___ Potongan Dokumen

Sudah ratusan pantun dengan iringan lantunan irama batanghari sembilan Sahilin ciptakan. Keterbatasan fisik tak menyurutkan semangatnya untuk tetap berkarya di tengah kepungan perubahan budaya.
Oleh
RHAMA PURNA JATI
·5 menit baca
Sahilin (67) sudah menciptakan ratusan pantun dengan iringan lantunan irama batanghari sembilan. Keterbatasan fisik tak menyurutkan semangatnya untuk tetap berkarya di tengah kepungan perubahan budaya. Satu tujuannya agar seni tradisional ini tidak punah tergilas zaman.
Dedikasi Sahilin melestarikan seni tradisional itu mendapat Penghargaan Bentara Budaya tahun 2022. Penghargaan diberikan dalam rangka Hari Jadi Ke-40 Bentara Budaya. Sahilin menjadi satu dari empat maestro seantero Nusantara yang dinilai konsisten dalam mempertahankan seni tradisional di daerahnya masing-masing.
Piagam penghargaan yang baru saja diterimanya, Senin (26/9/2022) malam, langsung dipajang berjajar dengan penghargaan lain di dinding rumah papannya yang terletak di Lorong Kedukan Bukit II, Kelurahan 35 Ilir, Kecamatan Ilir Barat II, Palembang, Sumatera Selatan. ”Ini menjadi penyemangat saya untuk tetap berkarya,” ucap Sahilin.
Ya, walau tubuhnya telah renta dan tidak dapat melihat karena penyakit yang dideritanya ketika berusia lima tahun, Sahilin tetap bersemangat menggelorakan seni musik tradisional itu ke sejumlah daerah di Sumatera Selatan. Terakhir, ia tampil di acara perayaan khitanan di Mangsang, Bayung Lencir, Kabupaten Musi Banyuasin, Kamis (22/9/2022).
Dia tidak menyangka, di daerah yang berjarak sekitar 288 kilometer dari Palembang itu, karyanya masih tetap diminati. Di sana ia bermain selama dua jam menembangkan dua lagu yang pernah ternar di 1970 sampai 1980-an.
”Memang, jumlah peminat tidak sebanyak dulu. Namun, saya senang sampai sekarang masih saja ada yang rindu mendengarkan karya seni ini,” ucapnya.
Ya, di medio tahun 1970-an, lantunan Sahilin sangat digemari oleh warga Sumatera Selatan. Saat itu, hampir setiap rumah warga pasti mendengarkan lagunya melalui kaset yang mulai diproduksi pada 1975.
”Bahkan, saat itu, dalam satu minggu, saya bisa menerima pesanan untuk tampil lima sampai tujuh kali per minggu,” ucapnya. Beberapa penggemar dari luar negeri, seperti Australia dan Malaysia, pun datang ke rumah untuk mendengarkannya bermain secara langsung. Bahkan, dari ketenarannya itu, Sahilin bisa membeli tanah dan rumah yang ia tempati saat ini.

______
___ Cuplikan Data

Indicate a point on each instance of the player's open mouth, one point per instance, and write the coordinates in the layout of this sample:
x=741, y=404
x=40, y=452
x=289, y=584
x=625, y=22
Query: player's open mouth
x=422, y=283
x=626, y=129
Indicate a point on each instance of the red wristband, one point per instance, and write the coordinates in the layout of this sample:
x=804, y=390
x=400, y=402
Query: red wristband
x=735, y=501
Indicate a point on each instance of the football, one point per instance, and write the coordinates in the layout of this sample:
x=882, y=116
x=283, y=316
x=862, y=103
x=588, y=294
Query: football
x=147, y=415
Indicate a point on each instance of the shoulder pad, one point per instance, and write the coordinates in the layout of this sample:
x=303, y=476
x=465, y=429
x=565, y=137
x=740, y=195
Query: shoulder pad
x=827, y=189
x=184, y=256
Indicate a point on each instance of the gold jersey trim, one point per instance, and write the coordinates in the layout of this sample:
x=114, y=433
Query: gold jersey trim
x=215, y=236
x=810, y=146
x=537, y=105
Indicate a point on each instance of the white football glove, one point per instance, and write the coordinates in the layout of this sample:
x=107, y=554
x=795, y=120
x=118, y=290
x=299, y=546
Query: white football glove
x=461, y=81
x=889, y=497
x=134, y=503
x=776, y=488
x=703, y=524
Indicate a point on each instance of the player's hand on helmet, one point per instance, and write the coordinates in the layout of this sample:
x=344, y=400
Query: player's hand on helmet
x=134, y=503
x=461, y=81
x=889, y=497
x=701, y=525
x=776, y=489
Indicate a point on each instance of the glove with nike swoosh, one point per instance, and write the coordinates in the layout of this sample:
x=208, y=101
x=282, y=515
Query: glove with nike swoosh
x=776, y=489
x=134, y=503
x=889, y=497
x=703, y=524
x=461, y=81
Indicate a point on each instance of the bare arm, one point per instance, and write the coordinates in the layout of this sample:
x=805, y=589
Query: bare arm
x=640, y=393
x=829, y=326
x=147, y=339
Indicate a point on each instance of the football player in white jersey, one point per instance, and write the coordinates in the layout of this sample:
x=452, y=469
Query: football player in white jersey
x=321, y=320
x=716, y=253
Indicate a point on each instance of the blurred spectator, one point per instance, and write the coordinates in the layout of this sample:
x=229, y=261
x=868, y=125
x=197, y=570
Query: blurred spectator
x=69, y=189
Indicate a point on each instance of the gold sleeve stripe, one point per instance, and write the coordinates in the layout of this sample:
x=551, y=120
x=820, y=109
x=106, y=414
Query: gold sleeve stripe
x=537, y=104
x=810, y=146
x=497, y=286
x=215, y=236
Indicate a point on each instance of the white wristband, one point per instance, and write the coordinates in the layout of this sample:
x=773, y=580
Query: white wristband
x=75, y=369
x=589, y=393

______

[Soal]:
1 - Jawablah pertanyaan berikut berdasarkan artikel tentang Sahilin.
(a) Penghargaan apa yang diterima Sahilin pada tahun 2022?
(b) Di mana Sahilin terakhir tampil, menurut artikel itu?
(c) Mulai tahun berapa kaset lagu Sahilin diproduksi?
2 - Teruskan artikel tentang Sahilin mulai dari kalimat terakhirnya.

[Kunci Jawaban]:
1 -
(a) Penghargaan Bentara Budaya tahun 2022.
(b) Di acara perayaan khitanan di Mangsang, Bayung Lencir, Kabupaten Musi Banyuasin.
(c) Tahun 1975.

2 -
Kini, pesanan tampil jauh berkurang karena kalah tenar dengan organ tunggal. Kini ia hanya menerima pemanggilan tampil sekitar dua sampai empat kali per bulan. ”Namun, saya yakin, peminat seni (irama batanghari sembilan) ini tetap saja ada,” ucapnya.
Keterampilan dalam memainkan seni tradisional itu juga tidak pernah pupus. Jari-jemarinya tetap terampil mengutak-atik setelan gitarnya. Kemudian, ia memetik senar gitarnya dengan nada yang unik mengalun lembut layaknya ketukan gamelan. Tak lama berselang, Sahilin menembangkan pantun yang baru saja ia ciptakan,
Sudah lama tidak ke rumah/ Ambil jambu jauh-jauh/ Yang datang siapa namanya?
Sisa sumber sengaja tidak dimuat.